--- DATA TO USE ---
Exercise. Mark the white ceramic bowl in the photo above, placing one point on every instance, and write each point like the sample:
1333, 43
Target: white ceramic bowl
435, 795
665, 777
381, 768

--- TASK DIRECTIONS ---
Set down the complete listing once more, exactly as it appears.

--- EXERCISE SOLUTION ---
Exercise. Mark the white ceramic bowl in the photo above, placing one point on every instance, and write each point like the sample:
1333, 43
Target: white ceramic bowl
435, 795
665, 777
381, 768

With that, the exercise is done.